Nothing in the data should be left out, so repeat it all exactly.

LISTED ENTRIES>

=== Section Start ===

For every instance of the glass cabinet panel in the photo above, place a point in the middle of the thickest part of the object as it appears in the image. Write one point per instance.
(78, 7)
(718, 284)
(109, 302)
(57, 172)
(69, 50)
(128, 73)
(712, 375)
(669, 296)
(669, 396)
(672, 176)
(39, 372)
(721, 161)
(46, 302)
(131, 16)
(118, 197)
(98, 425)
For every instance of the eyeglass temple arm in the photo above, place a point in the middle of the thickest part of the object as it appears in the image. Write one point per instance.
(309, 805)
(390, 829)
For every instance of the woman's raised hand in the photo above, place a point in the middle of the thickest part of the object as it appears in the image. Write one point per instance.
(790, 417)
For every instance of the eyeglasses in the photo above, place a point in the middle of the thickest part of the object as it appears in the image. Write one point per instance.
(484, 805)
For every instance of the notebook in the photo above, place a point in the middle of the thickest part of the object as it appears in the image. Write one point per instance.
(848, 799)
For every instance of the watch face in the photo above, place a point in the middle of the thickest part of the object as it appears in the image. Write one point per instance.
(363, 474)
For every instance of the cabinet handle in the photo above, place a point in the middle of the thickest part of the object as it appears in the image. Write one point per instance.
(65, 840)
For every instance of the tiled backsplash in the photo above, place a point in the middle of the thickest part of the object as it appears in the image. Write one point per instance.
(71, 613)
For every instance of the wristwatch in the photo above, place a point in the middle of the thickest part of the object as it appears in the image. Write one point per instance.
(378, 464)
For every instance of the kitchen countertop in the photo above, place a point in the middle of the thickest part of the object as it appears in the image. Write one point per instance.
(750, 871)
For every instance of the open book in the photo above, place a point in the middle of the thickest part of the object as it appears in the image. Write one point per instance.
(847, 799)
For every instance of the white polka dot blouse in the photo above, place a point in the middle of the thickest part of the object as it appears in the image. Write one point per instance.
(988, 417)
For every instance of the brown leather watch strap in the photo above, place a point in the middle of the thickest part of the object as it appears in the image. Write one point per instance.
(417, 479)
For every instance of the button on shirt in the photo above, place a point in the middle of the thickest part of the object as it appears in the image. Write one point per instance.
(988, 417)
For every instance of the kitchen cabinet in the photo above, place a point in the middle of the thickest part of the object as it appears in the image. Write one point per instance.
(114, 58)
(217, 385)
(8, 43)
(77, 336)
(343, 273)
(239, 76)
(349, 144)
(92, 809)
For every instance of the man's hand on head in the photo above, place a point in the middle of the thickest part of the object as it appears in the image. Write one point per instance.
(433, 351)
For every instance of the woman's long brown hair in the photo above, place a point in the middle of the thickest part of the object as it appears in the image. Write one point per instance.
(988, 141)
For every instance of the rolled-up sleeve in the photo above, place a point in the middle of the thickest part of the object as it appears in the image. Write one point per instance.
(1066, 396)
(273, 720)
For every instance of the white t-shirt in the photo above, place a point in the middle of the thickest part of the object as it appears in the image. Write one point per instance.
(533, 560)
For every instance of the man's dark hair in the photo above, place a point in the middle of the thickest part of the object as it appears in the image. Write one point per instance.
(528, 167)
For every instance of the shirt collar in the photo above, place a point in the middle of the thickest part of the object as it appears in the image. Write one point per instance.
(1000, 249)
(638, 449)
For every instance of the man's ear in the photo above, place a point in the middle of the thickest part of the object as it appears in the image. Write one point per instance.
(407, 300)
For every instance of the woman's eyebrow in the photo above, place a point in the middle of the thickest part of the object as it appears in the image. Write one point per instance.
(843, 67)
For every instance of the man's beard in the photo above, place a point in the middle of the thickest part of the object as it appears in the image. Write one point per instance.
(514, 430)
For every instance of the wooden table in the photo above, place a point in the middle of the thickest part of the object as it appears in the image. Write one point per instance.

=== Section End ===

EXERCISE OUTPUT>
For every instance of the glass cabinet panel in the photo above, place a point in the middle of the thickest part of the object as it appears in the image. Write one point per instance.
(78, 7)
(718, 284)
(109, 302)
(57, 172)
(69, 50)
(128, 73)
(712, 375)
(669, 296)
(669, 396)
(672, 176)
(39, 372)
(721, 161)
(46, 302)
(131, 16)
(118, 197)
(98, 425)
For every instance of the eyeglass temple arm in the photo above, place a point in the middle of the thickest part of the object as it appears in the image. Write one point per instance.
(309, 805)
(390, 829)
For every instance of the woman's raised hand in the photo above, place a point in the middle of the thickest part of the object as it appears in the image. Write one point per instance.
(790, 417)
For every instance of the eyeglasses in the photo above, place a point in the middle of the thickest part of the object as it appears in the image. Write one point per instance.
(484, 805)
For every instance of the notebook in the photo above, place a point in the middle of the thickest part of the object as it appears in the image. Write one point per instance.
(848, 799)
For every instance of the watch face in the photo above, place a point in the middle of the thickest part of the object as it appears in the image. Write one point per instance.
(363, 474)
For every instance of the cabinet handle in the photo above, place a point in the middle of the thickest part of the object as it appears in the image. Write one point per instance.
(65, 840)
For every instance of the tiled backsplash in the photo above, place a point in the middle of the thickest part of the object as it appears in the image. Write one point per instance.
(71, 613)
For every instance of the wristwatch in the photo above, place a point in the middle of the thickest part of the object as it appears in the image. Write one point per instance.
(378, 464)
For every instance of the kitchen countertop in the photo above, place a point in the middle of the thickest part of the object as it appears in the image. Write one point per instance.
(750, 871)
For every instance of the open book in the photo above, place a point in the middle of the thickest part of the object as it appears in the image. Write one point per instance.
(847, 799)
For every instance of the white polka dot blouse in the photo above, place a point in the middle of the thickest part of the object as it appears in the image. Write one point per instance.
(988, 417)
For every instance of the brown leather watch strap in the photo above, place a point in the middle of the thickest part of the object as it appears in the image. Write one point per instance.
(417, 479)
For every instance of the button on shirt in the photo above, place a point in the middle of the thickest part of the object as it appears in the image. Write one point per instance.
(988, 417)
For every instance of the kitchen cabinet in the photo above, place a point in the middle of the thickest part of the object as it appears in the image. Write one point per instance.
(114, 58)
(217, 385)
(8, 43)
(77, 336)
(343, 273)
(239, 76)
(349, 144)
(92, 809)
For every instance of the man's hand on head in the photo above, place a point in the middle of the thickest part of the object as it appears in the image. Write one point per instance.
(433, 351)
For every instance of the woman's long brown hair in the photo above, place a point in the middle of the thickest part of the object as it appears in the image. Write one point per instance.
(988, 141)
For every instance of the rolled-up sleeve in the photo above, place a point in the middle of the thickest part of the object as it appears in the image. Write one point per instance.
(1066, 396)
(273, 720)
For every instance of the white t-shirt in the photo above, place a point in the middle of the thickest part of the object as it appears in the image. Write one point per instance.
(533, 560)
For every instance of the man's dark hair in the photo above, place a point in the middle of the thickest part of the object as it appears in the image. Write one point per instance.
(528, 167)
For every instance of the shirt collar in the photo above, place a point in the middle of the thickest part of the object as it appears in the image. Write one point per instance.
(1000, 249)
(638, 449)
For every instance of the man's ear in the photo above, place a point in the middle of the thickest part of the object as it appears in the image. Write one point per instance.
(407, 300)
For every instance of the woman's eyebrow in the photo above, place a point in the middle of the thickest part of the object as it appears in the image. Write one point per instance.
(843, 67)
For every instance of the man's beard in the photo above, place a point in the middle of the thickest part of the object as it appears in the image. Write one point per instance.
(514, 430)
For every instance of the wooden table in the photo above, place a point in the middle of the thickest part of the object as it appears in the image. Write one point per instance.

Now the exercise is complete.